-- Supplied records follows --
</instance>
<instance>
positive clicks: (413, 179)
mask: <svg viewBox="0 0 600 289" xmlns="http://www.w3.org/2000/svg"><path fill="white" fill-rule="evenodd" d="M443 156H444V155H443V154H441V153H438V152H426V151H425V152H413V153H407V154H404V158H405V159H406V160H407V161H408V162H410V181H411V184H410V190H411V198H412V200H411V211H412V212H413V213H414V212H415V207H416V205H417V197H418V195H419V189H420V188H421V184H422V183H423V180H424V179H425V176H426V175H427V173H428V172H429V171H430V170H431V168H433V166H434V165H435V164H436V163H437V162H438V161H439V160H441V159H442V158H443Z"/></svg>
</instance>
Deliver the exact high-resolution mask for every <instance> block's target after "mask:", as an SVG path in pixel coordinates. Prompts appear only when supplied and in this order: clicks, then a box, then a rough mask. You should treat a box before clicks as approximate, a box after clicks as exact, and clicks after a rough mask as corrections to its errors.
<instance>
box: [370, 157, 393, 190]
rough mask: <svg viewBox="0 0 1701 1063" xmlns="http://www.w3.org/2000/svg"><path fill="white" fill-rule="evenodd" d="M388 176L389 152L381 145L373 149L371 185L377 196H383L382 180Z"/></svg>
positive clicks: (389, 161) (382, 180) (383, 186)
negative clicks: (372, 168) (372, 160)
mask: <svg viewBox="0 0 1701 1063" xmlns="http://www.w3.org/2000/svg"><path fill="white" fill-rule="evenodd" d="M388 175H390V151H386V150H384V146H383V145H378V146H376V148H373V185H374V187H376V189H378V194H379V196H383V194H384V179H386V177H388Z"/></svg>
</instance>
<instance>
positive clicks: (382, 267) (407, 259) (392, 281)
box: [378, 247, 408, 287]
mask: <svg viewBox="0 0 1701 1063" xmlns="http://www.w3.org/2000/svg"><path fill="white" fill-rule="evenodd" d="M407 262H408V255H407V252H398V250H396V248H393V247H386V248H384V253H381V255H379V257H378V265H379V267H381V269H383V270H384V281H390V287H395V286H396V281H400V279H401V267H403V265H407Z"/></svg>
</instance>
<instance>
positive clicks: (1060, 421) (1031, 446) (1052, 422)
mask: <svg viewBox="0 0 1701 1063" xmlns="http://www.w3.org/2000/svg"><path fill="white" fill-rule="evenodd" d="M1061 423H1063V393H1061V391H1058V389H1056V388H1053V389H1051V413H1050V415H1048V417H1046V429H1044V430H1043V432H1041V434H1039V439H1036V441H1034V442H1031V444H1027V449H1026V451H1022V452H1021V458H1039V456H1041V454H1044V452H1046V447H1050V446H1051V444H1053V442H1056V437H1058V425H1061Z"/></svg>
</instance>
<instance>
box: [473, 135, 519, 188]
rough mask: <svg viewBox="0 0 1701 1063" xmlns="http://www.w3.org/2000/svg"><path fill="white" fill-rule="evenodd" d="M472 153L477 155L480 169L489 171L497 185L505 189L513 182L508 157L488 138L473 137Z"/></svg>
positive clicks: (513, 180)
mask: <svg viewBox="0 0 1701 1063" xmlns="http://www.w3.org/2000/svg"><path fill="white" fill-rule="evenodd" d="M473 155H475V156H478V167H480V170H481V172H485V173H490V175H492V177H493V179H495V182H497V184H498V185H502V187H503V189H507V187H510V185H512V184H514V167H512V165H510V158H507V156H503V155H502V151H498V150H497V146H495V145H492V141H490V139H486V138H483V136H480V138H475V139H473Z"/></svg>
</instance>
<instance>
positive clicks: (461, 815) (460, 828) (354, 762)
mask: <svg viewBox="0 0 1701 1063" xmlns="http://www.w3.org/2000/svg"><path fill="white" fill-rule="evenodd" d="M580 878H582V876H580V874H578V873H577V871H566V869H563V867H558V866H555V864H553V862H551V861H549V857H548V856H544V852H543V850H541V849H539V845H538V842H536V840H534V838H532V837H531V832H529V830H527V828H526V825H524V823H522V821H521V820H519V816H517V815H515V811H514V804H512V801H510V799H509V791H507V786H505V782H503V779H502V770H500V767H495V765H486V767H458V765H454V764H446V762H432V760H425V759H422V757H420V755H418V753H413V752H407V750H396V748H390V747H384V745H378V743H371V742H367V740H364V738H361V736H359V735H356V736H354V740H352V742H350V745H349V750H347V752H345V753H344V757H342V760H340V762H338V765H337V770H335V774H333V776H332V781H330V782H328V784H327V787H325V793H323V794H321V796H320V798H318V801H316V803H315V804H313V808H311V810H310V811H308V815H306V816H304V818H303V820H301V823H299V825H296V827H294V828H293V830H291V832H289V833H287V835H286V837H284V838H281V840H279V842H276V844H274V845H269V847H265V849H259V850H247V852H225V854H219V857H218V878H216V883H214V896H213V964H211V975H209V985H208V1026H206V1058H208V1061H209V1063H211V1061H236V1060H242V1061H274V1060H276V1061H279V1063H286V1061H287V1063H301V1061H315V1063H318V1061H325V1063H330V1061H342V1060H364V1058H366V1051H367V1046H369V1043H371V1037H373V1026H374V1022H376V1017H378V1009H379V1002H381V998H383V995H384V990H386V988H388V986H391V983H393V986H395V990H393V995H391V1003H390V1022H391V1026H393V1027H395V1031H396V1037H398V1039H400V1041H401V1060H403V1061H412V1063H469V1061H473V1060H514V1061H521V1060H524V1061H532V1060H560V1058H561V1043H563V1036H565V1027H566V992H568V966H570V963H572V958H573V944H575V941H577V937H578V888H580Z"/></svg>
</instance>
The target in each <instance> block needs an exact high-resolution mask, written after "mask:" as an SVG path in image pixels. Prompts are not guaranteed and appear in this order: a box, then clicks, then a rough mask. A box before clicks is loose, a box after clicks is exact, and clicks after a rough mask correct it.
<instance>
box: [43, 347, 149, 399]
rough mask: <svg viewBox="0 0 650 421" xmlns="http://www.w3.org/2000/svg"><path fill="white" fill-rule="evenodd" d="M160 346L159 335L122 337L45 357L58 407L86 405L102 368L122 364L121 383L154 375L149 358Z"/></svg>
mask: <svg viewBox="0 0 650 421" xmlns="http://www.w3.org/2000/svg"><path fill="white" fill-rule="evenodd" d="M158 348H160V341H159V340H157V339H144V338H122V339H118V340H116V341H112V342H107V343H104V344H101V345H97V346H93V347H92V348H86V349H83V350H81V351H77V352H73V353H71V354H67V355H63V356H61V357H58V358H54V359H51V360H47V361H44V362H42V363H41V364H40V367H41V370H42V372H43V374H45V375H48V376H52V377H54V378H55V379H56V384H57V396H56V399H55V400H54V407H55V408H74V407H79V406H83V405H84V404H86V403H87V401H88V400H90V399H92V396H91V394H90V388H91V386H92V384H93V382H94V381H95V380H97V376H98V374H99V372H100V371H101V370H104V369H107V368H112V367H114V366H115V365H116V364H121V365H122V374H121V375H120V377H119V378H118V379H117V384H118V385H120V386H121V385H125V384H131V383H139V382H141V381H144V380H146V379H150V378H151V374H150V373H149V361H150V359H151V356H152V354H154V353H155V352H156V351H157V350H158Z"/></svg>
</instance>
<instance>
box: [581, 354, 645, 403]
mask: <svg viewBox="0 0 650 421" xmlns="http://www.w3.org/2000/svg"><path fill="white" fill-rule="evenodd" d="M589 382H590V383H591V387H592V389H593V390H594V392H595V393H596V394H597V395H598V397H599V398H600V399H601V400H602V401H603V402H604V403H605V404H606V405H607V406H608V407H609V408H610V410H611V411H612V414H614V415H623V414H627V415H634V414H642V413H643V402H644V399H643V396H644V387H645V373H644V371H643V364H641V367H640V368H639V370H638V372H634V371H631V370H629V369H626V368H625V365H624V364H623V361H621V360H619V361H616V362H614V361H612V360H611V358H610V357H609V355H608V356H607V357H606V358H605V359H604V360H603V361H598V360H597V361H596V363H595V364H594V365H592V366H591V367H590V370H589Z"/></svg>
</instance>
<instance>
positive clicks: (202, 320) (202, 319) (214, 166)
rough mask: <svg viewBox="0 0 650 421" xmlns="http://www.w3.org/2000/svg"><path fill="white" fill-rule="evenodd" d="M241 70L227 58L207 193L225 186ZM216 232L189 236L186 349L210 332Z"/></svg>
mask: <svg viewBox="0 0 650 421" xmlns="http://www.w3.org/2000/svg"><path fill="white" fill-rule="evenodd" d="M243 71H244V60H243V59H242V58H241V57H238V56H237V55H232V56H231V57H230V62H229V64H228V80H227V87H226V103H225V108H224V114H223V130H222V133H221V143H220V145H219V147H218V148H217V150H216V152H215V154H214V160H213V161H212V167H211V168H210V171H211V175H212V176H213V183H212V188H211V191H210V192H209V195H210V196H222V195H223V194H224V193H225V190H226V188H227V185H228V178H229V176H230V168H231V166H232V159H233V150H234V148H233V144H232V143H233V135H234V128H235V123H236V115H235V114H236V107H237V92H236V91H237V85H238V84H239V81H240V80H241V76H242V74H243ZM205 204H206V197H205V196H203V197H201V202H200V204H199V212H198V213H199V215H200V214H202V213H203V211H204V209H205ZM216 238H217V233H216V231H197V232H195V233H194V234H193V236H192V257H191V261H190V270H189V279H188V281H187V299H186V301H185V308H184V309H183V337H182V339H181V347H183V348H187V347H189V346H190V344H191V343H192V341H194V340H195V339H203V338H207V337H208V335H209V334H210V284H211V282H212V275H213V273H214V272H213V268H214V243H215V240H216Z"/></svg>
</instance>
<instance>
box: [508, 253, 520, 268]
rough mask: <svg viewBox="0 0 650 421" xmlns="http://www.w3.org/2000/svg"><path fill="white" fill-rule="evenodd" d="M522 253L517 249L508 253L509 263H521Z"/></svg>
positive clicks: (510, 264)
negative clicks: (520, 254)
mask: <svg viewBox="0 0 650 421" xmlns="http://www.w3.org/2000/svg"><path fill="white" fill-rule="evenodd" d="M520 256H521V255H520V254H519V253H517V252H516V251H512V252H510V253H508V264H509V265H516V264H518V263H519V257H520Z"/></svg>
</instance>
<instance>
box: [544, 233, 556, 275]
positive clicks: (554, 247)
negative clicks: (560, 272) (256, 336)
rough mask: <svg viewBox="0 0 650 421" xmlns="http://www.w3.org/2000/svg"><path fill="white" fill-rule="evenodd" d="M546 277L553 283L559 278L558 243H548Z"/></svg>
-- Supplied records concluded --
| What you are asked to do |
Everything from the line containing "negative clicks: (520, 254)" to the final line of the entries above should be output exactly, and nothing more.

| Output |
negative clicks: (520, 254)
mask: <svg viewBox="0 0 650 421" xmlns="http://www.w3.org/2000/svg"><path fill="white" fill-rule="evenodd" d="M520 256H521V255H520V254H519V253H517V252H516V251H512V252H510V253H508V264H509V265H516V264H518V263H519V257H520Z"/></svg>
</instance>
<instance>
box: [544, 233, 556, 275]
positive clicks: (554, 247)
negative clicks: (560, 272) (256, 336)
rough mask: <svg viewBox="0 0 650 421" xmlns="http://www.w3.org/2000/svg"><path fill="white" fill-rule="evenodd" d="M546 277L553 283L559 278L558 243H548Z"/></svg>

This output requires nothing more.